▸ EXERCISE GOAL
Write out the line that has "the black trousers" in it, along with each line that comes after it until the listing ends, and add nothing.
···
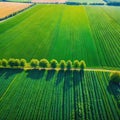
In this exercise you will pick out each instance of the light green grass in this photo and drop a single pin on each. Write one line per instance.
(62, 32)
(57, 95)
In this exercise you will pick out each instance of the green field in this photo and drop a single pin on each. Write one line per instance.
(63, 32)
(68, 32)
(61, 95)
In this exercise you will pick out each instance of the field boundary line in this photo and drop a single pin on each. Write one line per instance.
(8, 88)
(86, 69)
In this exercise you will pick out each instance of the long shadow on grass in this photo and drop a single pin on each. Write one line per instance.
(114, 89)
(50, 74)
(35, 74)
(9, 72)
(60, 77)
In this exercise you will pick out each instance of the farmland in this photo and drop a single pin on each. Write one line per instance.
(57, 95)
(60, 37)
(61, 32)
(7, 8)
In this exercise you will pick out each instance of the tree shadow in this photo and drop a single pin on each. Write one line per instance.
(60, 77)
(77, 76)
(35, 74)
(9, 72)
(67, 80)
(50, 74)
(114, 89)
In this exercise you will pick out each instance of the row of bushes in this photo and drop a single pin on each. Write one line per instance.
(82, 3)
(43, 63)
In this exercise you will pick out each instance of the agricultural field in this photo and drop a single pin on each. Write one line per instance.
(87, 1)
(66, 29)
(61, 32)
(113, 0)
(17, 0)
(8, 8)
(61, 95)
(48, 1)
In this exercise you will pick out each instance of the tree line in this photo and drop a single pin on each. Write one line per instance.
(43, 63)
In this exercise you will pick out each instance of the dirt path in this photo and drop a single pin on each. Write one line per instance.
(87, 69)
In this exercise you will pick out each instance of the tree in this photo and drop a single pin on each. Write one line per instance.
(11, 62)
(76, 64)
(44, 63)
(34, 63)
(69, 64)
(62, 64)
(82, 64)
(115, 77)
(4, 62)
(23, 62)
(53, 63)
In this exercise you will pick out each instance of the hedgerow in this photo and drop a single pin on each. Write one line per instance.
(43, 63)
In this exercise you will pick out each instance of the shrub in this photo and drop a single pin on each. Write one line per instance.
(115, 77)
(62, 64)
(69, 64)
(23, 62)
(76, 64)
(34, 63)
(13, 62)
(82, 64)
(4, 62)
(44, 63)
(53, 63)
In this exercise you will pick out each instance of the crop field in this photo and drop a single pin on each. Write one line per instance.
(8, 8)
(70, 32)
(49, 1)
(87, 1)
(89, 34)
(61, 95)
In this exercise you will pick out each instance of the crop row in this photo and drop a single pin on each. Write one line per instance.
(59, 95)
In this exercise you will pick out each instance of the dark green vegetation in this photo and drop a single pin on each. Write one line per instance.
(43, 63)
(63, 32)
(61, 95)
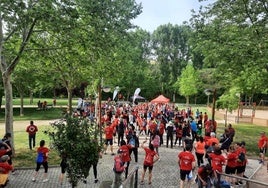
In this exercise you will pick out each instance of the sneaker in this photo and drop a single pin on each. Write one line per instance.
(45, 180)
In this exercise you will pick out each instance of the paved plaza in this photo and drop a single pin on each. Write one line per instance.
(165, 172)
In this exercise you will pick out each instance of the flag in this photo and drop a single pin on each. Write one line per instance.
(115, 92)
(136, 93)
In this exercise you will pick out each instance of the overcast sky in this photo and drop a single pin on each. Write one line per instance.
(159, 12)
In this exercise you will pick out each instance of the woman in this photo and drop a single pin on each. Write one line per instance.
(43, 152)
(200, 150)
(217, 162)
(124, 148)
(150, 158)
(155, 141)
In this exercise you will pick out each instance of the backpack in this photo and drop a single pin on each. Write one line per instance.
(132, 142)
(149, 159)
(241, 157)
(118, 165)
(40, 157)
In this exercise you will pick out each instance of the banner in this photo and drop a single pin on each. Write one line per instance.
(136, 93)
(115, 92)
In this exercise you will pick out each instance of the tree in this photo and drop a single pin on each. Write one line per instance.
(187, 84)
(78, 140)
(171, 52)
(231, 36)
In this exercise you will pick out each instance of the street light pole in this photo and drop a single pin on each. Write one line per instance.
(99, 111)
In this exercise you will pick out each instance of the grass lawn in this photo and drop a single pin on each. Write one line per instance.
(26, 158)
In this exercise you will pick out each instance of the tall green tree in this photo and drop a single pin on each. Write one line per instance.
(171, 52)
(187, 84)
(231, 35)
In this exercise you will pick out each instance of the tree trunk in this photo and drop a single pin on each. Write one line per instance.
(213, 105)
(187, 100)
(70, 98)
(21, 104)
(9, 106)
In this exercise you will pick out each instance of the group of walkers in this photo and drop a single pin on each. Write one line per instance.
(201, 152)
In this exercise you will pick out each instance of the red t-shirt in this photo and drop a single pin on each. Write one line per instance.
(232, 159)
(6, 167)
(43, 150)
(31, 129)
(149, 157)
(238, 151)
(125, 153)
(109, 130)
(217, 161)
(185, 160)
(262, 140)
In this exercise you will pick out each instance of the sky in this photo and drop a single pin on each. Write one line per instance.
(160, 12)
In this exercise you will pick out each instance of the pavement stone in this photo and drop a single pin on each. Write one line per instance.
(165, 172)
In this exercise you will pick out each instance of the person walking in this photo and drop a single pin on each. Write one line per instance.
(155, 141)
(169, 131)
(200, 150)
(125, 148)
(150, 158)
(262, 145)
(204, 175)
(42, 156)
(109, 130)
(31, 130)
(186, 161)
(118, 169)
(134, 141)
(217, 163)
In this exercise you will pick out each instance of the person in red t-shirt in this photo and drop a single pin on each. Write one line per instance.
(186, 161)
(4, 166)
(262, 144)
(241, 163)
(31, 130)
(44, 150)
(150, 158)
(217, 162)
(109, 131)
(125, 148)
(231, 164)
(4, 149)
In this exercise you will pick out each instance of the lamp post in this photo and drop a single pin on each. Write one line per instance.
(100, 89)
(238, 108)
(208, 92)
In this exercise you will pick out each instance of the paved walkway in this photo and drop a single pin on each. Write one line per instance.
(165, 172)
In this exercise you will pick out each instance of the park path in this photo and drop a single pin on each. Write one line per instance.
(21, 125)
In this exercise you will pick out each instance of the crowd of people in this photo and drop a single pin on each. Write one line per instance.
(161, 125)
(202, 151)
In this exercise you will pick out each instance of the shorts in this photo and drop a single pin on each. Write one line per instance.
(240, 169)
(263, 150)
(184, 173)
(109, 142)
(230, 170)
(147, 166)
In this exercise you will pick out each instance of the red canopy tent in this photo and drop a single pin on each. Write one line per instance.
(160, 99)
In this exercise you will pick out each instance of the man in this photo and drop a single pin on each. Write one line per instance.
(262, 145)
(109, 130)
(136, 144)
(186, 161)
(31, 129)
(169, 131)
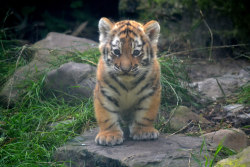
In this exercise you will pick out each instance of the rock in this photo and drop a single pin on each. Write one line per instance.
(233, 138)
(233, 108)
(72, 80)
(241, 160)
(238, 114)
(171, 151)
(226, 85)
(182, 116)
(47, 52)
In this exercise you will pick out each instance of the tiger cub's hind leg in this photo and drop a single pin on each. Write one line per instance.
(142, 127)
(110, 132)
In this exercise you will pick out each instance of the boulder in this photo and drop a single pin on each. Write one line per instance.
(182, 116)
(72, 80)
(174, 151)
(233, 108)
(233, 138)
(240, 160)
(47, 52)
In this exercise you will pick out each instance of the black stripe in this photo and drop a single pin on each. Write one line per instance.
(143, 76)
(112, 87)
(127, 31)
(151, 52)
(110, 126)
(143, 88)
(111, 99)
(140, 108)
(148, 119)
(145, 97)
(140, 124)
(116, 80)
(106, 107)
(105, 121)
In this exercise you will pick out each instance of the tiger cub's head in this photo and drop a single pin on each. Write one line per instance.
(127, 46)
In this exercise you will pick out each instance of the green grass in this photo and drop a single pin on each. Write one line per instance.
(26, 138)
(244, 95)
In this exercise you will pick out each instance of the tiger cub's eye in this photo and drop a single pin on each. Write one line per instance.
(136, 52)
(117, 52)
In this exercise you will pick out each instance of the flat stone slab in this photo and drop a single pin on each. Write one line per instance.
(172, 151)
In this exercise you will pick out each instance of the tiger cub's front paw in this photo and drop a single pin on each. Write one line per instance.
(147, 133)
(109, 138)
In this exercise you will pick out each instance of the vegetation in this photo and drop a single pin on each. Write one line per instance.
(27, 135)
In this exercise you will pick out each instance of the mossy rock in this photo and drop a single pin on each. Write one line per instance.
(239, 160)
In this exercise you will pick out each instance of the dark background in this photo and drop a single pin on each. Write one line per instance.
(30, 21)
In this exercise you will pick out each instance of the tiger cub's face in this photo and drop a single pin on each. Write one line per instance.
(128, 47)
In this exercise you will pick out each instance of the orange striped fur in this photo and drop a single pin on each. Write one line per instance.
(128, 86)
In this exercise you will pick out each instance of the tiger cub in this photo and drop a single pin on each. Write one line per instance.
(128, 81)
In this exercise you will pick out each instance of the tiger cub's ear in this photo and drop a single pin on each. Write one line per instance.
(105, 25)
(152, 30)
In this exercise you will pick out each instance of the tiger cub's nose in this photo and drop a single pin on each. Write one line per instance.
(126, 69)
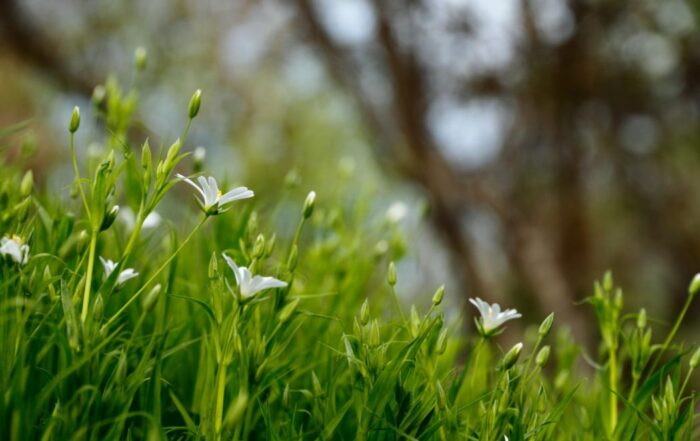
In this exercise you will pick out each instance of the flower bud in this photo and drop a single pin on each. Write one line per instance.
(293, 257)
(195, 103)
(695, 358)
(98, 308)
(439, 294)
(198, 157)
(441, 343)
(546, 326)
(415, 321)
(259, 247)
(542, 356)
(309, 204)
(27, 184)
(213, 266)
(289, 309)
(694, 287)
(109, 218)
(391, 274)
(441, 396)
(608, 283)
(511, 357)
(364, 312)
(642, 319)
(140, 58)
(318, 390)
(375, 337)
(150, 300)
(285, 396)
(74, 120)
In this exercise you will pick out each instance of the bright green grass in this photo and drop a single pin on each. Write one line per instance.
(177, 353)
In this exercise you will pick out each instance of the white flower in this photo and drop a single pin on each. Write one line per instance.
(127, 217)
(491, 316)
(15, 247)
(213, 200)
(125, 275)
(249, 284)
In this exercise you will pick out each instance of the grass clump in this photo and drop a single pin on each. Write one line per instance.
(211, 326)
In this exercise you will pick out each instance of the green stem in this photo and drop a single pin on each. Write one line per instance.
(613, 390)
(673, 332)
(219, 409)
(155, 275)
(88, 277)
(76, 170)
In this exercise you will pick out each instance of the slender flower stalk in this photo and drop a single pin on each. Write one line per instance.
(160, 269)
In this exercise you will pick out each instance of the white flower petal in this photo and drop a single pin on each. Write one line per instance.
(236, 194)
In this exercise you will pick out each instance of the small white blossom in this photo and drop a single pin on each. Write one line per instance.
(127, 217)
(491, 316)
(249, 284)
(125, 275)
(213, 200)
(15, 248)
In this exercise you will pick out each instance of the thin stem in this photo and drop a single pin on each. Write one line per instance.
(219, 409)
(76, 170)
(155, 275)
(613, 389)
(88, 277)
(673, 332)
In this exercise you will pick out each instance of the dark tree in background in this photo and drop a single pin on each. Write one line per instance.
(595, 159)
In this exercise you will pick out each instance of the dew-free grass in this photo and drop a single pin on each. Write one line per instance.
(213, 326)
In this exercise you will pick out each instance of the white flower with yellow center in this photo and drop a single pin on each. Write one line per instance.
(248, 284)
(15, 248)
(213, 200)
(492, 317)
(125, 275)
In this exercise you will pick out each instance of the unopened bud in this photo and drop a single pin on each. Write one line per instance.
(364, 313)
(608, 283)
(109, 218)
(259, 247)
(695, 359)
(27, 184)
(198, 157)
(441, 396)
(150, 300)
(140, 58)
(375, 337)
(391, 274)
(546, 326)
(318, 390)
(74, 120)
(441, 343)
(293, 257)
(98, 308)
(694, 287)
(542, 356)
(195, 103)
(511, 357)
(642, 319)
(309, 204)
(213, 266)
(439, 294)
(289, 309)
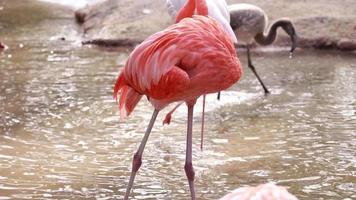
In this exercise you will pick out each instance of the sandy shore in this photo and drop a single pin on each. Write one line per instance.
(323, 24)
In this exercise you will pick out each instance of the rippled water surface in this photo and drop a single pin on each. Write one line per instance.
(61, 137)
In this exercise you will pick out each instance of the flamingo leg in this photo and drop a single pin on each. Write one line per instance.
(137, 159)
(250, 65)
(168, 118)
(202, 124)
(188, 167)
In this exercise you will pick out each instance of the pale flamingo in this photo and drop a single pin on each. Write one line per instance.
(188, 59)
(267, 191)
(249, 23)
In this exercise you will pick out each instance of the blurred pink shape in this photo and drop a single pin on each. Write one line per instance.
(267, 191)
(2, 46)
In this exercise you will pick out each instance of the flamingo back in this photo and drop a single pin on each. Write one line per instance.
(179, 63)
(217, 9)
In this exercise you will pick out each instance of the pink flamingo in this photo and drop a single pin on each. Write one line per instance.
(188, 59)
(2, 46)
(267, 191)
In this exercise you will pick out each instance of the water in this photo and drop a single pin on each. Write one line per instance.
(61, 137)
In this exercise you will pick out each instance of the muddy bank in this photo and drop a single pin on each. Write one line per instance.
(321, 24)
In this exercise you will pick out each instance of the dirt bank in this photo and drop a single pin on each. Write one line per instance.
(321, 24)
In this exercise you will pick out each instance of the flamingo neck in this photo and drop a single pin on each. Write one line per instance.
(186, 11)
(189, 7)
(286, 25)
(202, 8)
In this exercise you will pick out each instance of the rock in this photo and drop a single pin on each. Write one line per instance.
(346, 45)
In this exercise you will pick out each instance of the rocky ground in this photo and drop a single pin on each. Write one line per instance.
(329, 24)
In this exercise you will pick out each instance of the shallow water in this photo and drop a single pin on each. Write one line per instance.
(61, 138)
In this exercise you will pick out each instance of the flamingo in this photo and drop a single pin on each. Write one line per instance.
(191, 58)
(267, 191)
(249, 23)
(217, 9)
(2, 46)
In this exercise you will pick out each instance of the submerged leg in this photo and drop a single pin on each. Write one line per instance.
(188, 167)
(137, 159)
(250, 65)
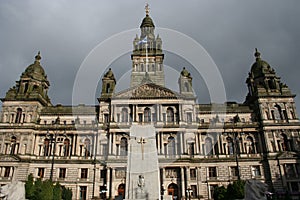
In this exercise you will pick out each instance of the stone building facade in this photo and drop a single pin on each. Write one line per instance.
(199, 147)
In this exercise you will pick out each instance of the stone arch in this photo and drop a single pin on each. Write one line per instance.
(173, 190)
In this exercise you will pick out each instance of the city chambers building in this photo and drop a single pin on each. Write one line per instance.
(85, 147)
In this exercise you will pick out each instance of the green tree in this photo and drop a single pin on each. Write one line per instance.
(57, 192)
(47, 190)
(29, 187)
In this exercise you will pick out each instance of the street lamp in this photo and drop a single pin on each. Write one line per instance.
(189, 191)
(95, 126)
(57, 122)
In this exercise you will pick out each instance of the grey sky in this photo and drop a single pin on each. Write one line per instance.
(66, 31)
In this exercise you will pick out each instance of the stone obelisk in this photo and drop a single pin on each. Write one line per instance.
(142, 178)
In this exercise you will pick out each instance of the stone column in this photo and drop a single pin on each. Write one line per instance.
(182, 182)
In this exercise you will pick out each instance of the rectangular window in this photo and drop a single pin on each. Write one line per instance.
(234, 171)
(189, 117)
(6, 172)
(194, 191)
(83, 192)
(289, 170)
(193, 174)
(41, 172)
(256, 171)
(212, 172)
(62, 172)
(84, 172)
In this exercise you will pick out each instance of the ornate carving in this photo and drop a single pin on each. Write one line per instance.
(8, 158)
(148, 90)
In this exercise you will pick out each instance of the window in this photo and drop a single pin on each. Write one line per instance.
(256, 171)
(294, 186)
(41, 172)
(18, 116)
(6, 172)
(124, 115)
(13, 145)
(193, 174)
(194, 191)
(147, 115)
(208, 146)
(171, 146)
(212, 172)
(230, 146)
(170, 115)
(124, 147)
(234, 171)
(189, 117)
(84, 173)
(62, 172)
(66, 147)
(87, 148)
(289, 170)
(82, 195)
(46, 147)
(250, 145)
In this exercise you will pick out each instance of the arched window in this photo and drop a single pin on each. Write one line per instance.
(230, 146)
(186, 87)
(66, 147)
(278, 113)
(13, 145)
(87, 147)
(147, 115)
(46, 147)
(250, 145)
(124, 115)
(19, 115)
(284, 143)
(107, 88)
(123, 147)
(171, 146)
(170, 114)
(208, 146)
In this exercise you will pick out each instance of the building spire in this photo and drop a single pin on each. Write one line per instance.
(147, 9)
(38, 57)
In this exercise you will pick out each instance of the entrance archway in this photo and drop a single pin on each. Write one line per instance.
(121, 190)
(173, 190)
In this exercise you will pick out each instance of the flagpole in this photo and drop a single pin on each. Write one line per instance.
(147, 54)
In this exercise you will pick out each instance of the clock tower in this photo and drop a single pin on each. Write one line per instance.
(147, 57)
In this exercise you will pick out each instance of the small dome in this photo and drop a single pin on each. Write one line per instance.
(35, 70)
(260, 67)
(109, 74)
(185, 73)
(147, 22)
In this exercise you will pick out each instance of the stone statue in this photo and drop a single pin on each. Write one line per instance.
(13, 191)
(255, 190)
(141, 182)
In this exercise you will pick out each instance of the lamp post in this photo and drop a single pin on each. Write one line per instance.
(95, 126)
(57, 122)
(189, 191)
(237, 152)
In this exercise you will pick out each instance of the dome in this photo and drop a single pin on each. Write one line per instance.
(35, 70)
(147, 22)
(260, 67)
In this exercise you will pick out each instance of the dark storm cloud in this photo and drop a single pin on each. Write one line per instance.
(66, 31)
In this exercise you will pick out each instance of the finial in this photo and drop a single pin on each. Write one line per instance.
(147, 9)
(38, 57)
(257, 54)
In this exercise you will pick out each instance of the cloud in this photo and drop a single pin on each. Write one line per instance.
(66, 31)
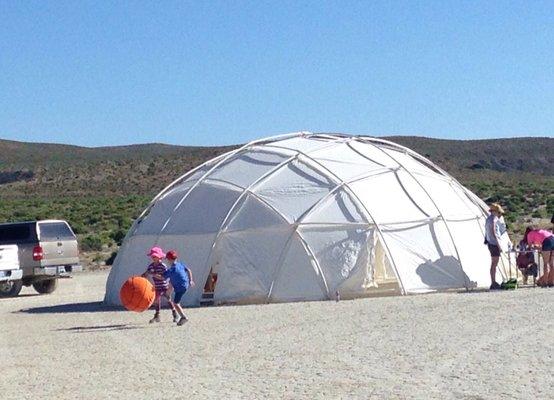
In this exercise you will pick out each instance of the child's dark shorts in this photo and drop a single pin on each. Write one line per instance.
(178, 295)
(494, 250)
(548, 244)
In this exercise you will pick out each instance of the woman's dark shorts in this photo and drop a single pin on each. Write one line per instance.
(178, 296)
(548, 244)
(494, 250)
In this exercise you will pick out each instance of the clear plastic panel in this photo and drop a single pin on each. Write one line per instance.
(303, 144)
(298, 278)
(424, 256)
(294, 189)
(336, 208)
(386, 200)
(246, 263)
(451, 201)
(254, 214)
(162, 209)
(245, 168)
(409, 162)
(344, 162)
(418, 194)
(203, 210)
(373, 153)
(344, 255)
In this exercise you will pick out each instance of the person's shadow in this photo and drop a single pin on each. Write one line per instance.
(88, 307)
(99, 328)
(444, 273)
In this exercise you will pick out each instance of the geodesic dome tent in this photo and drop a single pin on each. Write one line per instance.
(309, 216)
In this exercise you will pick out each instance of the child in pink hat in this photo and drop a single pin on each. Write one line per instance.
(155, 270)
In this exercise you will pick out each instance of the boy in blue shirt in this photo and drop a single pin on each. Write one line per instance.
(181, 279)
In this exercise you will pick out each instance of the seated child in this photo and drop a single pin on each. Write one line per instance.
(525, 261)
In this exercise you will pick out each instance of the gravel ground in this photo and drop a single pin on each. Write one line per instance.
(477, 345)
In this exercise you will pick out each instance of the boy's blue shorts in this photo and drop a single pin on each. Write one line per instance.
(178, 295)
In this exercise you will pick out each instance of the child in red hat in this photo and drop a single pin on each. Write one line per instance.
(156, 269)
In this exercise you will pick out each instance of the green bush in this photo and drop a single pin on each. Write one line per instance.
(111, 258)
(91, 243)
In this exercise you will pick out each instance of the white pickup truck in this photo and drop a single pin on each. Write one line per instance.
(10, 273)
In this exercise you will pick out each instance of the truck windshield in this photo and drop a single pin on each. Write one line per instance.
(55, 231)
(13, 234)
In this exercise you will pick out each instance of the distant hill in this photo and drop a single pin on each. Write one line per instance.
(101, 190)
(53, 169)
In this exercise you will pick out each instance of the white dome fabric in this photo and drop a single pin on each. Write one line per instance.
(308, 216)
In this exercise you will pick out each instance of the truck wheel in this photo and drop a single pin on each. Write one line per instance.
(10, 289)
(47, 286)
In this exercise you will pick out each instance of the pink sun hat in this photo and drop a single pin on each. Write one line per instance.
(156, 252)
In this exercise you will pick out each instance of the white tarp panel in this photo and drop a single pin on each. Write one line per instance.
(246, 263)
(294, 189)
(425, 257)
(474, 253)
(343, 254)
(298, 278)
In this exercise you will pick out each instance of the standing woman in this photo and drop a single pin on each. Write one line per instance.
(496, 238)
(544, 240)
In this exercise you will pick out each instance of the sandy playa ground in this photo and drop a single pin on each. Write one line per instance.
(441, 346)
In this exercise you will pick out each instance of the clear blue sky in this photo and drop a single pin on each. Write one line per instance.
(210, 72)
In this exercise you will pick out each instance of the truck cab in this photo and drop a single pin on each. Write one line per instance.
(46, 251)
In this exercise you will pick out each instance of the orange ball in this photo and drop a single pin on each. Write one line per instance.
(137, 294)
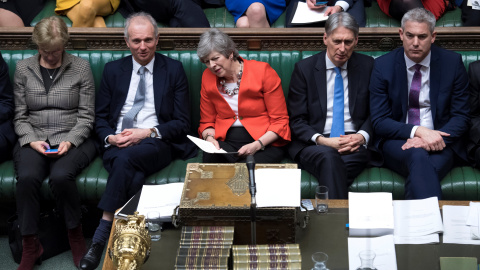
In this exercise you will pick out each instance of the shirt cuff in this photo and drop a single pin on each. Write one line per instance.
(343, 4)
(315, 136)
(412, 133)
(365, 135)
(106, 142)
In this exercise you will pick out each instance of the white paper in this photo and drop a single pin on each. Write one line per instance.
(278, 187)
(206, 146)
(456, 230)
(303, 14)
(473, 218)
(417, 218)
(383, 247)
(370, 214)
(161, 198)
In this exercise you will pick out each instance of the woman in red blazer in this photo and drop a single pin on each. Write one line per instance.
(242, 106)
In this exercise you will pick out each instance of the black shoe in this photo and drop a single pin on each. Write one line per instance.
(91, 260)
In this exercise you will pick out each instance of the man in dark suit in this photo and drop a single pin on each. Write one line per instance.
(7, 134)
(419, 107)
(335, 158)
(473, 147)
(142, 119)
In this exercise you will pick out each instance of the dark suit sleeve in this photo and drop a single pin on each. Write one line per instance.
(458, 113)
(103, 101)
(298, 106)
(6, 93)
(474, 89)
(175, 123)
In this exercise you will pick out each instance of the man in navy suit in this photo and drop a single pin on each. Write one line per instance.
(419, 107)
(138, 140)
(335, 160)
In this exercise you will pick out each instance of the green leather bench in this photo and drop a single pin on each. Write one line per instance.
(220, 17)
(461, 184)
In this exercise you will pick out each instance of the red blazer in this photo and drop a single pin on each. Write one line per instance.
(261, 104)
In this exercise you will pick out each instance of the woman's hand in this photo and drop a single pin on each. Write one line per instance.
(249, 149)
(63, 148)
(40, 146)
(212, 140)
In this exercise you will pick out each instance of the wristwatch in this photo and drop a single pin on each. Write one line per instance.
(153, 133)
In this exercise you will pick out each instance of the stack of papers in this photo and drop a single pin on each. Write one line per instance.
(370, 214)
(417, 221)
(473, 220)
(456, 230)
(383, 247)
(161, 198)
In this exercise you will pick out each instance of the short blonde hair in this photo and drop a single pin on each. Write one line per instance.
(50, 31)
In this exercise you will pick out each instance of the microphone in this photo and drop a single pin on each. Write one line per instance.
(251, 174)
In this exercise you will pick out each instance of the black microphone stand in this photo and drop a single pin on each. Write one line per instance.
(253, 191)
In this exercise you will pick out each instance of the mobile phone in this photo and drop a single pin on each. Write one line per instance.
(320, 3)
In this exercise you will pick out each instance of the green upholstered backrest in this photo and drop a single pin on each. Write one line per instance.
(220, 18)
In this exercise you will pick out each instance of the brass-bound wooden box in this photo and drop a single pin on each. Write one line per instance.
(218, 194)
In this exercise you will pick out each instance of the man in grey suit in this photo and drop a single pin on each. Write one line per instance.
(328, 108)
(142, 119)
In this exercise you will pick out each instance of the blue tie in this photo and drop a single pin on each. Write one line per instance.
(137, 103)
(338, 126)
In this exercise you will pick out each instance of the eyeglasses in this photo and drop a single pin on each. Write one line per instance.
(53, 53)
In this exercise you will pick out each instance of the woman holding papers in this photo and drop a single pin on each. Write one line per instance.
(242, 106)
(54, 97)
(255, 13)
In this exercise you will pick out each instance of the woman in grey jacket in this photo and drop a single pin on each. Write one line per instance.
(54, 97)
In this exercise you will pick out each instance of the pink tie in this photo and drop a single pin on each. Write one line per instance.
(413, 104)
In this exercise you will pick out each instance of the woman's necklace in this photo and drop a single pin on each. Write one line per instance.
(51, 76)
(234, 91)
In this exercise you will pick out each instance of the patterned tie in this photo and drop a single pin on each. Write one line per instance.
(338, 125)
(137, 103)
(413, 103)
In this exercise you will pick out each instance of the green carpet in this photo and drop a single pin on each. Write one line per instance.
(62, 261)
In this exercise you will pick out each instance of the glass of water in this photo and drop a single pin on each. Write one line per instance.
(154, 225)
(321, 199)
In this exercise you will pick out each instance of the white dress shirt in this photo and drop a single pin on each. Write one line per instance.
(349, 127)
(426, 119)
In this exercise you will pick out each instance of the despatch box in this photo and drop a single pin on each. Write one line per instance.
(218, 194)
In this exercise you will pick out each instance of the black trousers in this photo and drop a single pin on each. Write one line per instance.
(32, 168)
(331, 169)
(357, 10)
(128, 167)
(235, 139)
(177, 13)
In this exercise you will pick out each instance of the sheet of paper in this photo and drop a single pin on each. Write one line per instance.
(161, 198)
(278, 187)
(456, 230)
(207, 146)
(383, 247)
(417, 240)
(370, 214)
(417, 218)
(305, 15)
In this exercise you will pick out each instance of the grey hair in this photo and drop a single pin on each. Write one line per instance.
···
▸ COMPLETED EXERCISE
In this exercise you will pick out each instance of the black trousers in this photo and drop a single pin on each. Write one line per instance.
(32, 168)
(331, 169)
(357, 10)
(128, 167)
(235, 139)
(177, 13)
In this exercise you will pick out each instance of the sheet of paper in this photo and drop a single pin on each. Write one line per instance.
(161, 198)
(278, 187)
(456, 230)
(207, 146)
(383, 247)
(417, 240)
(370, 214)
(417, 218)
(305, 15)
In this exercise you will pick out each instance of the grey hair in this photo and drop a single pin on each. Write one line per instance.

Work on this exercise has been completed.